INFORMATION START
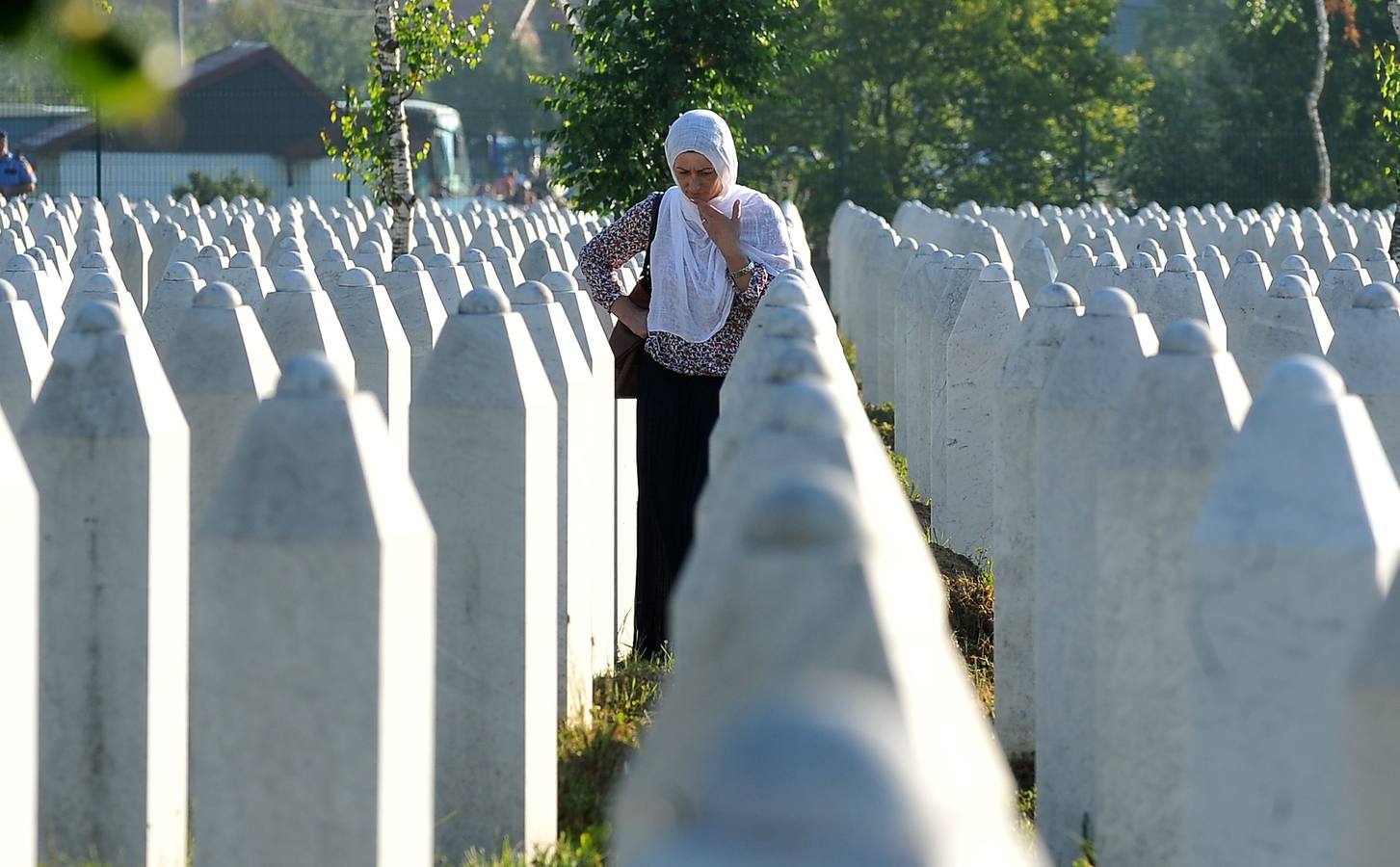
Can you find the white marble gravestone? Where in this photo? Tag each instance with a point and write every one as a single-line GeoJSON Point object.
{"type": "Point", "coordinates": [482, 451]}
{"type": "Point", "coordinates": [312, 641]}
{"type": "Point", "coordinates": [1162, 453]}
{"type": "Point", "coordinates": [1090, 380]}
{"type": "Point", "coordinates": [1035, 345]}
{"type": "Point", "coordinates": [110, 454]}
{"type": "Point", "coordinates": [1289, 561]}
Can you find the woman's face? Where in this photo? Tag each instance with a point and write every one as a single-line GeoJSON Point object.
{"type": "Point", "coordinates": [696, 176]}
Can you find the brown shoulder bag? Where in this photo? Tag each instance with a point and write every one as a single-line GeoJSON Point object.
{"type": "Point", "coordinates": [627, 348]}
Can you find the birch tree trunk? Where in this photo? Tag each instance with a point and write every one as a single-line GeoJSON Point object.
{"type": "Point", "coordinates": [1393, 7]}
{"type": "Point", "coordinates": [1313, 97]}
{"type": "Point", "coordinates": [399, 192]}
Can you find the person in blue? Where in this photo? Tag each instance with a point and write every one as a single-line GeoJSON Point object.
{"type": "Point", "coordinates": [17, 176]}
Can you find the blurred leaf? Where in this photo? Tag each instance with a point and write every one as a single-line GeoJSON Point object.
{"type": "Point", "coordinates": [18, 17]}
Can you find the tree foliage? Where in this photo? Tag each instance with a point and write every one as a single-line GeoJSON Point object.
{"type": "Point", "coordinates": [1227, 118]}
{"type": "Point", "coordinates": [206, 188]}
{"type": "Point", "coordinates": [79, 42]}
{"type": "Point", "coordinates": [951, 99]}
{"type": "Point", "coordinates": [645, 62]}
{"type": "Point", "coordinates": [432, 42]}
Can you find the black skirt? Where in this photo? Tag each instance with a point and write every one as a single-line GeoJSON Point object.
{"type": "Point", "coordinates": [675, 415]}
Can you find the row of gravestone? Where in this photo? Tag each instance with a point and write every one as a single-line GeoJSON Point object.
{"type": "Point", "coordinates": [1031, 233]}
{"type": "Point", "coordinates": [1192, 631]}
{"type": "Point", "coordinates": [181, 230]}
{"type": "Point", "coordinates": [391, 590]}
{"type": "Point", "coordinates": [818, 712]}
{"type": "Point", "coordinates": [918, 297]}
{"type": "Point", "coordinates": [355, 329]}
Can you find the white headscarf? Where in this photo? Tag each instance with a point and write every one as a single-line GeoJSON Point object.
{"type": "Point", "coordinates": [691, 293]}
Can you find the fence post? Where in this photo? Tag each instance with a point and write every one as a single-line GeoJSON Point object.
{"type": "Point", "coordinates": [96, 144]}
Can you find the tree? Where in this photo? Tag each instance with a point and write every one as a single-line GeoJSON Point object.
{"type": "Point", "coordinates": [645, 62]}
{"type": "Point", "coordinates": [951, 99]}
{"type": "Point", "coordinates": [206, 188]}
{"type": "Point", "coordinates": [414, 42]}
{"type": "Point", "coordinates": [1274, 15]}
{"type": "Point", "coordinates": [1387, 120]}
{"type": "Point", "coordinates": [76, 39]}
{"type": "Point", "coordinates": [1227, 118]}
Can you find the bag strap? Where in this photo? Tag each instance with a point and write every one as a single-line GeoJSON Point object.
{"type": "Point", "coordinates": [651, 235]}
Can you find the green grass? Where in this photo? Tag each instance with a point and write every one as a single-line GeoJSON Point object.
{"type": "Point", "coordinates": [969, 583]}
{"type": "Point", "coordinates": [591, 759]}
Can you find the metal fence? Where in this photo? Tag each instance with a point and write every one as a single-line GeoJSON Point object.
{"type": "Point", "coordinates": [260, 139]}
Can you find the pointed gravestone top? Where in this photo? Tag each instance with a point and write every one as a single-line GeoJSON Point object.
{"type": "Point", "coordinates": [408, 262]}
{"type": "Point", "coordinates": [485, 300]}
{"type": "Point", "coordinates": [531, 292]}
{"type": "Point", "coordinates": [356, 277]}
{"type": "Point", "coordinates": [1144, 261]}
{"type": "Point", "coordinates": [1289, 286]}
{"type": "Point", "coordinates": [1180, 264]}
{"type": "Point", "coordinates": [311, 376]}
{"type": "Point", "coordinates": [294, 279]}
{"type": "Point", "coordinates": [1190, 336]}
{"type": "Point", "coordinates": [1056, 295]}
{"type": "Point", "coordinates": [560, 281]}
{"type": "Point", "coordinates": [1378, 296]}
{"type": "Point", "coordinates": [1110, 302]}
{"type": "Point", "coordinates": [217, 295]}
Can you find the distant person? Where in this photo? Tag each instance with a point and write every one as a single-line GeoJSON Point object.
{"type": "Point", "coordinates": [714, 249]}
{"type": "Point", "coordinates": [506, 185]}
{"type": "Point", "coordinates": [17, 176]}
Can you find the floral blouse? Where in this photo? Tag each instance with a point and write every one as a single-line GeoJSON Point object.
{"type": "Point", "coordinates": [624, 238]}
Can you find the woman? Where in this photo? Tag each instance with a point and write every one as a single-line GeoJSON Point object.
{"type": "Point", "coordinates": [717, 246]}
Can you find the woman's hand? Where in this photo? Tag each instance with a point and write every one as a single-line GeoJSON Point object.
{"type": "Point", "coordinates": [724, 230]}
{"type": "Point", "coordinates": [630, 315]}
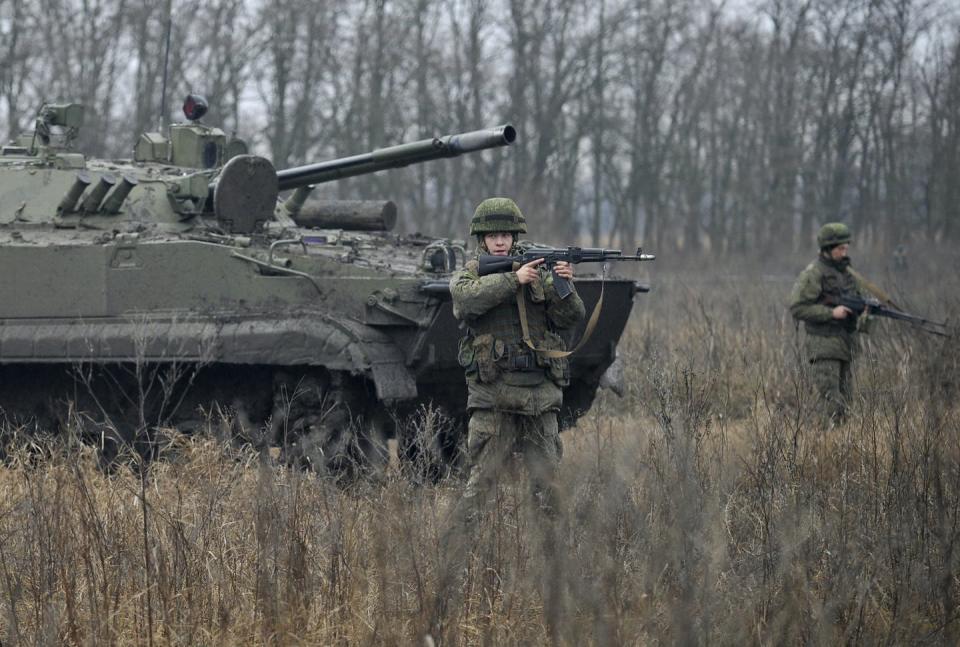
INFORMATION END
TASK BRIEF >> What you give back must be exactly the lines of the listing above from the line containing "Can you find the woman's hand?" through its last line, inclusive, without pictures, please.

ANSWER TO THIS EXERCISE >>
Can you find the woman's hand? Where in this photo? Tag each instance with a point and write every one as a single-line GeoJSON Point object.
{"type": "Point", "coordinates": [724, 230]}
{"type": "Point", "coordinates": [630, 315]}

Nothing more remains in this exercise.